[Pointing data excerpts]
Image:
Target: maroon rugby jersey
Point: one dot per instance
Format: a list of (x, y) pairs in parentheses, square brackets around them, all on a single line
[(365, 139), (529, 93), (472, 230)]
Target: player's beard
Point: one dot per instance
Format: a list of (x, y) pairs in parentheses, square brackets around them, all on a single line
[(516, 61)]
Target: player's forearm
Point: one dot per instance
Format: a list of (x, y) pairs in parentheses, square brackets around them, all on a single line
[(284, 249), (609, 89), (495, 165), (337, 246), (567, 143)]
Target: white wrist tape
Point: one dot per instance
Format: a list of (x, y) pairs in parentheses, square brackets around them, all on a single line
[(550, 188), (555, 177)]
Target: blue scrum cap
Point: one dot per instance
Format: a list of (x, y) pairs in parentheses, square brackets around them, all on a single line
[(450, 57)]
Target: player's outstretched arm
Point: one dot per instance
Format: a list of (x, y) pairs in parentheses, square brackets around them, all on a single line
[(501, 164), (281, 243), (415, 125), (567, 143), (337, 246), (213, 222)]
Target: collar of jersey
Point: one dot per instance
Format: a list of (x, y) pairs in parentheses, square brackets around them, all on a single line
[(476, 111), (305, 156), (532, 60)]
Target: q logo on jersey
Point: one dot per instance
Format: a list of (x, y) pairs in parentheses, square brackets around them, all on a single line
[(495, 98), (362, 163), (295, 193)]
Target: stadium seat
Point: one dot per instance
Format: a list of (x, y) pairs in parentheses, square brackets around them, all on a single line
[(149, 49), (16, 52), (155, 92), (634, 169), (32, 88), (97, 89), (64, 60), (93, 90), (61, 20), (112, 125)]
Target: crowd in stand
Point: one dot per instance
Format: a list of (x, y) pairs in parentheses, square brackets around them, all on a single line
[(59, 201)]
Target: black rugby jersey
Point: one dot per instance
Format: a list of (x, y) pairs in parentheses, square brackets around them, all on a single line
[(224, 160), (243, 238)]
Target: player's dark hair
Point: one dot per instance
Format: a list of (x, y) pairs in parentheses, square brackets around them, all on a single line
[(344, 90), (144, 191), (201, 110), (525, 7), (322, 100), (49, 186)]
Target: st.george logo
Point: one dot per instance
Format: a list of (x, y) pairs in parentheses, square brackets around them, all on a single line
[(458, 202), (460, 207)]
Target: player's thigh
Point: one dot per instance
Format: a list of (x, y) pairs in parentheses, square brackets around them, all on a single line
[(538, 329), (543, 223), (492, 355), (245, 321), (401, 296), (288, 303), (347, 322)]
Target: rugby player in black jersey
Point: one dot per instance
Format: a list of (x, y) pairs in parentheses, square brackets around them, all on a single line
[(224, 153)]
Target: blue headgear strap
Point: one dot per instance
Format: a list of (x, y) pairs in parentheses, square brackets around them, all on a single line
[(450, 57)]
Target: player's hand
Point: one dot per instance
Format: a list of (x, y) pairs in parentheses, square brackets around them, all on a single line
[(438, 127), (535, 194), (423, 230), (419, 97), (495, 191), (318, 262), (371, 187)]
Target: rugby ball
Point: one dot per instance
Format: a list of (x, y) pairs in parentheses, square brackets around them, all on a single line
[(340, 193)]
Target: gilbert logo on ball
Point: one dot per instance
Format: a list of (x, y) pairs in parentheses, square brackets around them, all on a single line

EXERCISE DIRECTIONS - Output every line of the listing above as a JSON array of strings, one string per line, skipping any blank lines.

RESULT OF THIS EXERCISE -
[
  "Image:",
  "Target: maroon rugby jersey",
  "Point: one dot per instance",
  "Format: a list of (x, y) pairs in parentheses, square brackets around them, all on a single line",
  "[(365, 139), (529, 93), (472, 230)]",
  "Target: player's beard",
  "Point: one dot per instance",
  "Format: a list of (x, y) pairs in parentheses, square brackets around them, all on a single line",
  "[(516, 61)]",
  "Target: player's forearm",
  "Point: one dot per instance",
  "Format: a list of (x, y) pairs in parentheses, square brackets around them, all on a single line",
  "[(284, 249), (609, 89), (495, 165), (337, 246), (567, 143)]",
  "Target: white wrist tape",
  "Point: one dot per instance",
  "Format: a list of (x, y) pairs in parentheses, square brackets around them, all on a single line",
  "[(550, 188), (555, 177)]",
  "Target: blue scrum cap",
  "Point: one dot per instance",
  "Format: a list of (x, y) pairs in parentheses, square brackets around them, all on a single line",
  "[(450, 57)]",
  "Target: player's outstretched arm",
  "Point: one dot per instance",
  "Format: a list of (x, y) pairs in parentheses, square brackets around them, all on a single line",
  "[(501, 164), (281, 243), (415, 125), (567, 143), (337, 246), (213, 222)]",
  "Target: collar of jersey",
  "Point: one dot per instance",
  "Format: a list of (x, y) pairs in parentheses, square brackets around them, all on a single line",
  "[(476, 111), (305, 156), (532, 60)]",
  "Target: q logo on jersey",
  "Point: one dot per instance",
  "Format: a list of (x, y) pairs in parentheses, square brackets around them, all on a single line",
  "[(495, 98), (362, 163), (295, 193)]",
  "Target: stadium seat",
  "Point: one dot per instance",
  "Format: a list of (x, y) pairs in parentheses, square brackets around them, all on a single line",
  "[(149, 49), (16, 52), (155, 92), (634, 169), (32, 88), (97, 89), (64, 60), (93, 90), (61, 20), (112, 125)]",
  "Target: crowd in stand",
  "Point: one dot per instance",
  "Format: a list of (x, y) pairs in parentheses, square brackets around them, all on a single line",
  "[(59, 201)]",
  "Target: black rugby jersey",
  "Point: one dot per instance",
  "Format: a list of (x, y) pairs in parentheses, square brackets around them, all on a single line",
  "[(224, 160), (243, 238)]",
  "Target: player's dark hair",
  "Point: one dot per instance",
  "Format: a list of (x, y) pairs in parentheses, square brackets around them, all on a single line",
  "[(344, 90), (144, 191), (201, 110), (525, 7), (322, 100), (49, 186)]",
  "Target: st.george logo",
  "Point: one dot per instance",
  "Format: a list of (x, y) pairs in parentheses, square brackets around them, all on a single line",
  "[(458, 202), (460, 207)]",
  "Target: player's thigh",
  "Point: one dot per instance",
  "Format: a list of (x, y) pairs in parentheses, square brackets around them, all on a single line",
  "[(538, 329), (543, 223), (492, 355), (245, 321), (401, 296), (288, 303), (347, 322)]",
  "Target: rugby player in black jersey",
  "Point: one dot per instance",
  "Format: a list of (x, y) pairs in parentheses, square brackets around them, all on a single line",
  "[(224, 153)]",
  "Target: blue headgear strap",
  "Point: one dot per instance",
  "Format: a list of (x, y) pairs in parentheses, square brackets around them, all on a single line",
  "[(450, 57)]",
  "Target: player's hand",
  "Point: one dot per instance",
  "Format: a list of (x, y) pairs in parentheses, square brackets around them, all on a single line",
  "[(438, 127), (535, 194), (423, 230), (419, 97), (495, 191), (318, 262), (371, 187)]",
  "Target: rugby ball",
  "Point: one dot per instance",
  "Format: a list of (x, y) pairs in parentheses, square brackets around them, all on a single line",
  "[(340, 193)]",
  "Target: gilbert logo on ball",
  "Point: one dot per instance",
  "Format: a list of (x, y) pairs in parentheses, square brackets around them, all on a single line"
]